Could you write the entries out again, exactly as they are?

» **SOURCE DATA**:
--- START ---

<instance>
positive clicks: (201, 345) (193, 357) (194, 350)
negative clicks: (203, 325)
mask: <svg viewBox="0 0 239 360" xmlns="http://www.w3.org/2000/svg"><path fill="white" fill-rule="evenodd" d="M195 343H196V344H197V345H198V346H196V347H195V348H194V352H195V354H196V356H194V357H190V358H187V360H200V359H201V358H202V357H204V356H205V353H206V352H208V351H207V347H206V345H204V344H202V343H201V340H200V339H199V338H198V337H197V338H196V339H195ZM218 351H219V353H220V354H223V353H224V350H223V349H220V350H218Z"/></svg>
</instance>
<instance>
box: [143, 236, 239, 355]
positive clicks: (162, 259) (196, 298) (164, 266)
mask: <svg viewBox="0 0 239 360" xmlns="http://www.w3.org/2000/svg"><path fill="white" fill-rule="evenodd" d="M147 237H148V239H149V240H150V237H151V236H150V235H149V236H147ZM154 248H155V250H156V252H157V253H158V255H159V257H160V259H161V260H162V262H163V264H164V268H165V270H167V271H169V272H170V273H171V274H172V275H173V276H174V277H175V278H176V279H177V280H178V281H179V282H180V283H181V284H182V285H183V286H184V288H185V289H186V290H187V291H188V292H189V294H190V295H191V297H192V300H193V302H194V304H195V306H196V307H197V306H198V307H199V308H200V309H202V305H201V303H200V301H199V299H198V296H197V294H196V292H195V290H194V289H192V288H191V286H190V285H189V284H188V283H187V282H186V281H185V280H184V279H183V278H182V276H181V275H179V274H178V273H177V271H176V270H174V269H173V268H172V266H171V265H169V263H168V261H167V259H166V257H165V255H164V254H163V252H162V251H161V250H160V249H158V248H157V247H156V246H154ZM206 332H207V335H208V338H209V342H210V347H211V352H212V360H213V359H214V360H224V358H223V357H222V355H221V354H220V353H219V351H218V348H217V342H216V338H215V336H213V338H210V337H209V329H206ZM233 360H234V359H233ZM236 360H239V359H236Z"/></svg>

--- END ---

» **ANSWER FOR THIS EXERCISE**:
<instance>
positive clicks: (201, 345) (193, 357) (194, 350)
negative clicks: (203, 325)
mask: <svg viewBox="0 0 239 360" xmlns="http://www.w3.org/2000/svg"><path fill="white" fill-rule="evenodd" d="M195 343H196V344H197V345H198V346H196V347H195V348H194V352H195V354H196V356H194V357H190V358H187V360H200V359H201V358H202V357H204V356H205V353H206V352H208V351H207V347H206V345H204V344H202V343H201V340H200V339H199V338H198V337H197V338H196V339H195ZM218 351H219V353H220V354H223V353H224V350H223V349H220V350H218Z"/></svg>
</instance>
<instance>
box: [143, 236, 239, 355]
positive clicks: (162, 259) (196, 298) (164, 266)
mask: <svg viewBox="0 0 239 360" xmlns="http://www.w3.org/2000/svg"><path fill="white" fill-rule="evenodd" d="M147 237H148V239H149V240H150V237H151V236H150V235H149V236H147ZM154 248H155V250H156V252H157V253H158V255H159V257H160V259H161V260H162V262H163V264H164V268H165V270H167V271H169V272H170V273H171V274H172V275H173V276H174V277H175V278H176V279H177V280H178V281H179V282H180V283H181V284H182V285H183V286H184V288H185V289H186V290H187V291H188V292H189V294H190V295H191V297H192V300H193V302H194V304H195V306H196V307H197V306H198V307H199V308H200V309H202V305H201V303H200V301H199V299H198V296H197V294H196V292H195V290H194V289H192V288H191V286H190V285H189V284H188V283H187V282H186V281H185V280H184V279H183V278H182V276H181V275H179V274H178V273H177V271H176V270H174V269H173V268H172V266H171V265H169V263H168V261H167V259H166V257H165V255H164V254H163V252H162V251H161V250H160V249H158V248H157V247H156V246H154ZM206 332H207V335H208V338H209V342H210V347H211V352H212V360H213V359H214V360H224V358H223V357H222V355H221V354H220V353H219V351H218V348H217V342H216V338H215V336H213V338H210V337H209V329H206ZM233 360H234V359H233ZM236 360H239V359H236Z"/></svg>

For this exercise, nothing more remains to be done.